Requirement:
Restate the records in full, keeping every word as it is.

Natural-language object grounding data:
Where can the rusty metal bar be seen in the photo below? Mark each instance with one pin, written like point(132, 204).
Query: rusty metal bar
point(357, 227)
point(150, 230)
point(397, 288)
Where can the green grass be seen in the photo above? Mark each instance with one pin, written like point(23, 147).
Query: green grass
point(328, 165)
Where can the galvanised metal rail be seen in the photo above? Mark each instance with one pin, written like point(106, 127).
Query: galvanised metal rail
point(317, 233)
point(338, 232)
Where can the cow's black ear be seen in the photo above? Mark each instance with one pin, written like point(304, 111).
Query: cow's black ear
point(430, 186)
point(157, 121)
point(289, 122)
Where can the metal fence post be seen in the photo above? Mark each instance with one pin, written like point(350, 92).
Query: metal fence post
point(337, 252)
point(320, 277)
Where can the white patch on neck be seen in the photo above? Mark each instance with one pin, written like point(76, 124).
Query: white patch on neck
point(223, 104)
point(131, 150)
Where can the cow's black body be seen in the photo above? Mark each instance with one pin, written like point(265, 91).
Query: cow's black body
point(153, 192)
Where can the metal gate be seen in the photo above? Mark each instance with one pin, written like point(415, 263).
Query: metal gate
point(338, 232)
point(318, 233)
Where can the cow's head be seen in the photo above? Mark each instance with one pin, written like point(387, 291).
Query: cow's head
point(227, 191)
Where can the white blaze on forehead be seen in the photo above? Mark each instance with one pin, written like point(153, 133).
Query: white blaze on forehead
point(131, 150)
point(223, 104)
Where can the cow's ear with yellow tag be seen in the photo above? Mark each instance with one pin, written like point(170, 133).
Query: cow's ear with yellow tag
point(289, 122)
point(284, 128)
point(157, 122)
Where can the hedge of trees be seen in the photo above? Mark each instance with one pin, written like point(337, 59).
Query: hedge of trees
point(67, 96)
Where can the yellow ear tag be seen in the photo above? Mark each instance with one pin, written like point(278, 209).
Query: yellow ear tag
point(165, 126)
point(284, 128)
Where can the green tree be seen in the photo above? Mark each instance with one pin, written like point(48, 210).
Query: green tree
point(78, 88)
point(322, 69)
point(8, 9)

Result for this task:
Where can the rusty metal bar be seen in the photo below? Mark each instance with one pin, written like point(132, 204).
Query: rusty metal bar
point(357, 227)
point(150, 230)
point(397, 288)
Where can the green grass be seen in the photo above? Mark each instance with one pin, written like point(23, 147).
Query: green grass
point(328, 165)
Where can the galvanised metal rail be seen in the photo above? Mark each instance with one pin, written like point(106, 127).
Query: galvanised metal rail
point(317, 233)
point(338, 232)
Where can the cow's black ear be seen in the photo above? Mark each instance with one pin, written like point(304, 111).
Query: cow's black ear
point(430, 186)
point(157, 121)
point(289, 122)
Where can the metal fence post be seen in the photo above? Mark each instance with one pin, written like point(350, 92).
Query: metal fence post
point(337, 252)
point(320, 277)
Where can the white patch on neck be seen in the photo above? Mark each instance with one pin, written like point(76, 124).
Query: white patch on neck
point(223, 104)
point(131, 150)
Where can the cow's black body be seen in the photo above? Mark each instance with one pin, written like point(265, 91).
Query: cow's black body
point(153, 192)
Where can the metal gate be seen in the photo above? Mark each instance with one pin, written like point(415, 263).
Query: metal gate
point(338, 232)
point(318, 233)
Where can the cow's head be seen in the photo above? Mark each instance with one pin, written like point(387, 291).
Query: cow's head
point(227, 191)
Where can the white blaze on forehead be seen in the photo above? Mark each instance with one pin, written like point(153, 133).
Query: white blaze on forehead
point(131, 150)
point(223, 104)
Where can the cow's ear with yellow tag be seen in the photo above? Mark each instance with one pin, written like point(170, 133).
Query: cow's ear with yellow tag
point(289, 122)
point(284, 128)
point(157, 122)
Where can the hedge of trees be seen in the photo above? Mark each instance with one pin, written like point(337, 59).
Query: hedge of trees
point(67, 96)
Where can the yellow ear tag be seen in the photo above? Mark each instance with one pin, written like point(278, 209).
Query: yellow ear tag
point(165, 126)
point(284, 128)
Where can the green tree be seen in the photo above? Mark each instance with one pin, written like point(48, 210).
Query: green tree
point(78, 88)
point(322, 69)
point(8, 9)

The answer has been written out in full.